Task:
Write out each record below exactly, without pictures.
◆ ◆ ◆ ◆ ◆ ◆ ◆
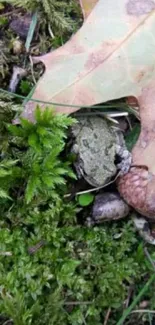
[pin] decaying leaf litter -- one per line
(70, 52)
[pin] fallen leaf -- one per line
(106, 59)
(87, 6)
(110, 57)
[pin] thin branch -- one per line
(107, 316)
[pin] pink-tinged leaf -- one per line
(87, 6)
(111, 56)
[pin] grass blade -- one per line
(136, 300)
(31, 31)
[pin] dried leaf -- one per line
(87, 6)
(110, 57)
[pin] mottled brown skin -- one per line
(138, 186)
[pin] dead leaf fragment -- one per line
(95, 66)
(87, 6)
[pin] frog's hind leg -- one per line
(143, 227)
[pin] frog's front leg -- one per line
(123, 154)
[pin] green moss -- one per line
(53, 270)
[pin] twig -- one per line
(32, 71)
(143, 311)
(76, 303)
(9, 13)
(50, 31)
(107, 316)
(18, 74)
(149, 257)
(136, 300)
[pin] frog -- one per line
(96, 145)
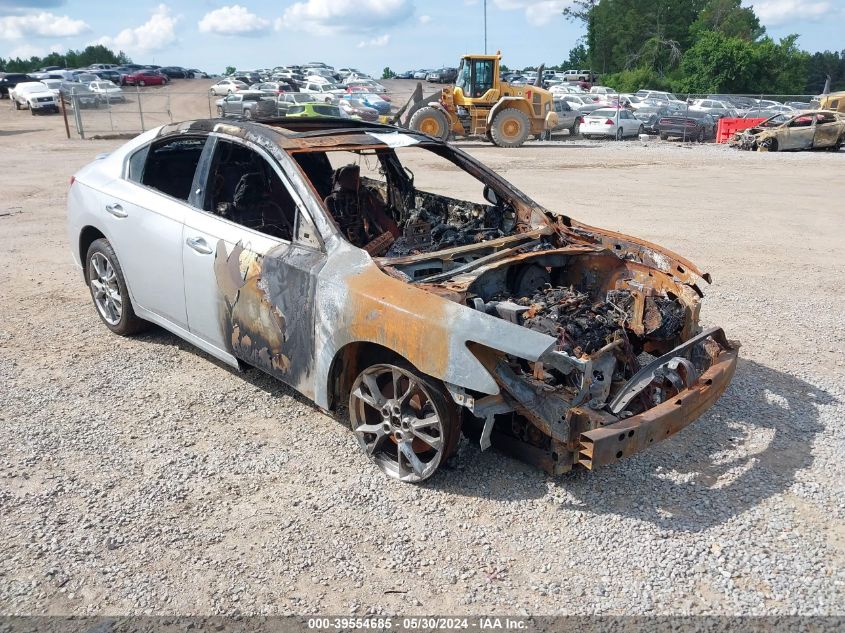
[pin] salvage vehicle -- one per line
(250, 104)
(428, 301)
(819, 129)
(143, 78)
(480, 104)
(10, 80)
(611, 122)
(35, 96)
(687, 125)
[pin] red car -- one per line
(144, 78)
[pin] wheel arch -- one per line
(349, 361)
(87, 236)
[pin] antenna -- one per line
(485, 27)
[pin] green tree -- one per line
(730, 18)
(578, 58)
(97, 54)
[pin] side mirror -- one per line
(490, 195)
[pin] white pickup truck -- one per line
(33, 96)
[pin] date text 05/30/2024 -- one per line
(410, 624)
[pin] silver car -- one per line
(247, 104)
(308, 249)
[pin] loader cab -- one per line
(478, 75)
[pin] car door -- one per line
(249, 292)
(827, 130)
(800, 132)
(143, 213)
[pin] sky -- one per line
(365, 34)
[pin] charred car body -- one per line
(358, 282)
(819, 129)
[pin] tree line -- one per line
(97, 54)
(694, 46)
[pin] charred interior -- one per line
(621, 315)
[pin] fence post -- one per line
(64, 112)
(77, 115)
(140, 109)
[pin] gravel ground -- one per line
(140, 476)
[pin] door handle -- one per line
(116, 210)
(199, 245)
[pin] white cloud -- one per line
(774, 12)
(25, 51)
(325, 17)
(233, 20)
(381, 40)
(537, 12)
(155, 34)
(44, 24)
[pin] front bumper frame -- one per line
(611, 443)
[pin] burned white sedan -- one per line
(312, 250)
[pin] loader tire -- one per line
(430, 121)
(510, 128)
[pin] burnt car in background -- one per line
(426, 300)
(688, 125)
(821, 129)
(650, 116)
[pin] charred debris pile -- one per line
(581, 323)
(435, 228)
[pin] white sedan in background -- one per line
(606, 122)
(226, 87)
(108, 91)
(34, 96)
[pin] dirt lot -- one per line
(139, 476)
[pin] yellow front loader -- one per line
(481, 105)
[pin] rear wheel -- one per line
(108, 289)
(768, 145)
(431, 121)
(404, 421)
(510, 128)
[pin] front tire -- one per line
(431, 121)
(510, 128)
(404, 421)
(108, 289)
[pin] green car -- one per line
(313, 110)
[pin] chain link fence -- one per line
(131, 112)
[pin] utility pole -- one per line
(485, 27)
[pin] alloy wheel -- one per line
(105, 288)
(396, 422)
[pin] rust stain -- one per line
(407, 320)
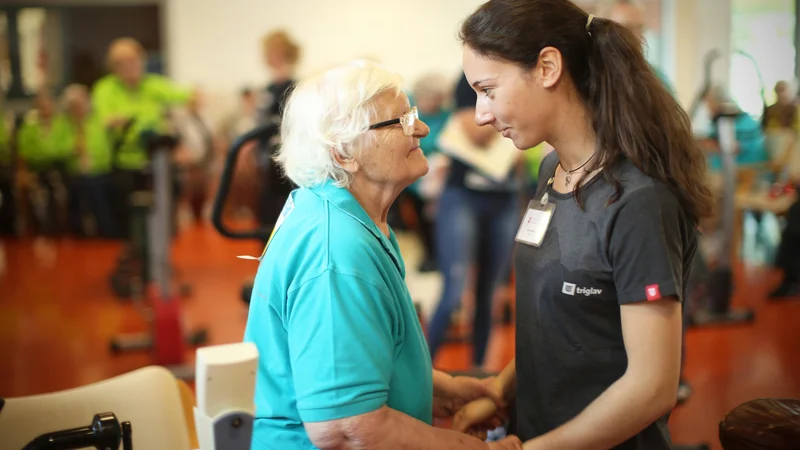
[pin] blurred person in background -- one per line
(195, 156)
(431, 94)
(632, 15)
(751, 148)
(79, 133)
(44, 172)
(475, 226)
(131, 102)
(783, 114)
(244, 184)
(281, 55)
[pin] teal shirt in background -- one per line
(752, 147)
(336, 329)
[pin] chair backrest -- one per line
(149, 398)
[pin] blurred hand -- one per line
(453, 393)
(478, 417)
(507, 443)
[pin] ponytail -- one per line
(636, 117)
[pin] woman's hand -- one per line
(477, 418)
(450, 394)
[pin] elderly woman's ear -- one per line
(349, 164)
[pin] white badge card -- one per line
(534, 224)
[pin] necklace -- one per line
(568, 179)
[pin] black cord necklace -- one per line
(568, 179)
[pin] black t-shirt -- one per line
(569, 292)
(461, 175)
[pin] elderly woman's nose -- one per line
(421, 129)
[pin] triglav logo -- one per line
(571, 289)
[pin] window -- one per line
(762, 40)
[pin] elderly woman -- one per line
(344, 362)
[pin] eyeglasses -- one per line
(408, 120)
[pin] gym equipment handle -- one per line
(261, 133)
(105, 432)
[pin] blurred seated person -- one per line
(44, 165)
(783, 114)
(281, 55)
(79, 133)
(787, 259)
(35, 138)
(430, 94)
(195, 156)
(129, 96)
(751, 149)
(348, 366)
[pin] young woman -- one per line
(604, 250)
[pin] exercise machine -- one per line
(104, 433)
(720, 281)
(259, 134)
(153, 208)
(226, 381)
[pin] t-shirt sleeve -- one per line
(341, 347)
(646, 247)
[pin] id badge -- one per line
(534, 224)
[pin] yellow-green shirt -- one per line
(146, 104)
(97, 157)
(5, 149)
(35, 143)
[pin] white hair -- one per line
(326, 115)
(72, 93)
(431, 85)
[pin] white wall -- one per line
(697, 28)
(217, 43)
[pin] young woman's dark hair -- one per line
(634, 116)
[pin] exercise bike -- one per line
(716, 309)
(260, 134)
(153, 212)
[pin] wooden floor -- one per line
(57, 315)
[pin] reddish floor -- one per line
(57, 314)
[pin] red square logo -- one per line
(652, 292)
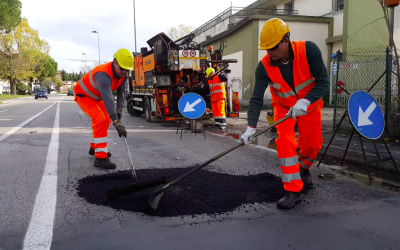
◆ ◆ ◆ ◆ ◆ ◆ ◆
Result of this exercise:
[pin] decaying leaf litter -- one per line
(70, 52)
[pin] fallen leaf -- one per line
(106, 59)
(87, 6)
(110, 57)
[pin] thin branch -- one per line
(107, 316)
[pin] pink-tinged leaf -- one per line
(87, 6)
(111, 56)
[pin] grass blade -- one per line
(136, 300)
(31, 31)
[pin] dried leaf -- one per line
(87, 6)
(110, 57)
[pin] mottled brown skin -- one per line
(138, 186)
[pin] dead leaf fragment -- one per line
(95, 66)
(87, 6)
[pin] frog's hind leg -- one per line
(143, 227)
[pin] frog's front leg -- one per line
(123, 154)
[pin] green moss -- one per line
(53, 270)
[pin] twig -- one per line
(32, 71)
(143, 311)
(76, 303)
(9, 13)
(50, 31)
(107, 316)
(18, 74)
(149, 257)
(136, 300)
[pin] frog -- one per line
(96, 145)
[pin] salvage vehicle -- one per line
(250, 104)
(428, 301)
(819, 129)
(143, 78)
(480, 104)
(10, 80)
(611, 122)
(35, 96)
(687, 125)
[pin] red car -- one per line
(144, 78)
[pin] wheel arch -- one per line
(349, 361)
(87, 236)
[pin] antenna -- one per line
(485, 27)
[pin] green tree -- one per line
(730, 18)
(578, 58)
(97, 54)
[pin] side mirror -- one per line
(490, 195)
[pin] white pickup truck -- one per line
(33, 96)
[pin] date text 05/30/2024 -- one per line
(410, 624)
[pin] silver car -- one per line
(247, 104)
(308, 249)
[pin] loader cab -- one per line
(478, 75)
[pin] car door -- one per line
(249, 292)
(827, 130)
(800, 132)
(143, 213)
[pin] sky -- one per line
(365, 34)
[pin] charred car body -- one per line
(358, 282)
(819, 129)
[pin] tree line -- one per line
(97, 54)
(694, 46)
[pin] charred interior -- one per line
(621, 315)
[pin] fence post -- one per line
(64, 112)
(77, 115)
(140, 109)
[pin] gravel ground -- one per line
(140, 476)
[pin] door handle -- one per line
(116, 210)
(199, 245)
[pin] white cloud -- one per line
(774, 12)
(25, 51)
(325, 17)
(233, 20)
(381, 40)
(537, 12)
(155, 34)
(44, 24)
[pin] front bumper frame -- one per line
(611, 443)
[pin] burned white sedan -- one per line
(312, 250)
[pin] loader tire -- one per line
(430, 121)
(510, 128)
[pin] burnt car in background -- one per line
(426, 300)
(688, 125)
(821, 129)
(650, 116)
[pin] charred debris pile -- one per line
(581, 323)
(435, 228)
[pin] white sedan in background -- one per line
(606, 122)
(226, 87)
(108, 91)
(34, 96)
[pin] dirt lot -- one per line
(139, 476)
[pin] yellow front loader -- one per line
(481, 105)
[pin] rear wheel -- one per line
(108, 289)
(768, 145)
(431, 121)
(404, 421)
(510, 128)
[pin] front tire -- one per line
(431, 121)
(510, 128)
(404, 421)
(108, 289)
[pin] green car -- one per line
(313, 110)
[pin] chain link fence -- one per line
(131, 112)
[pin] utility pole -- one per line
(485, 27)
[pin] alloy wheel -- one per line
(105, 288)
(396, 422)
[pin] rust stain -- one per line
(407, 320)
[pin] blurred person in background -- one per line
(195, 156)
(431, 94)
(632, 15)
(751, 148)
(79, 133)
(44, 172)
(475, 226)
(131, 102)
(783, 114)
(244, 184)
(281, 55)
[pin] teal shirt in background -- one per line
(752, 147)
(336, 329)
[pin] chair backrest -- one per line
(149, 398)
[pin] blurred hand -- one per line
(453, 393)
(478, 417)
(507, 443)
[pin] ponytail -- one per line
(636, 117)
[pin] woman's hand -- one per line
(477, 418)
(450, 394)
[pin] elderly woman's ear -- one per line
(349, 164)
[pin] white badge card -- one per line
(534, 224)
[pin] necklace -- one per line
(568, 179)
[pin] black cord necklace -- one per line
(568, 179)
[pin] black t-shirt -- one per line
(569, 292)
(461, 175)
[pin] elderly woman's nose -- one per line
(421, 129)
[pin] triglav logo -- one per line
(571, 289)
[pin] window -- one per line
(762, 40)
[pin] elderly woman -- one per line
(344, 362)
[pin] eyeglasses -- one per line
(408, 120)
[pin] gym equipment handle -- one per line
(261, 133)
(105, 432)
[pin] blurred seated person -- one per line
(44, 165)
(783, 114)
(281, 55)
(79, 133)
(787, 259)
(35, 138)
(430, 94)
(195, 156)
(129, 96)
(751, 149)
(348, 366)
[pin] young woman -- one per line
(604, 250)
[pin] exercise machine -- one per line
(104, 433)
(720, 281)
(259, 134)
(153, 208)
(226, 381)
[pin] t-shirt sleeve -- one per line
(341, 347)
(646, 247)
[pin] id badge -- one per line
(534, 224)
[pin] yellow-green shirt -- one per line
(146, 104)
(97, 157)
(5, 149)
(35, 143)
[pin] white hair -- one per line
(326, 115)
(72, 93)
(431, 85)
[pin] white wall -- one per line
(697, 28)
(217, 43)
[pin] young woman's dark hair -- one per line
(634, 116)
[pin] exercise bike -- one per line
(716, 309)
(260, 134)
(153, 212)
[pin] wooden floor -- one per line
(57, 315)
[pin] reddish floor -- one per line
(57, 314)
[pin] red square logo -- one per line
(652, 292)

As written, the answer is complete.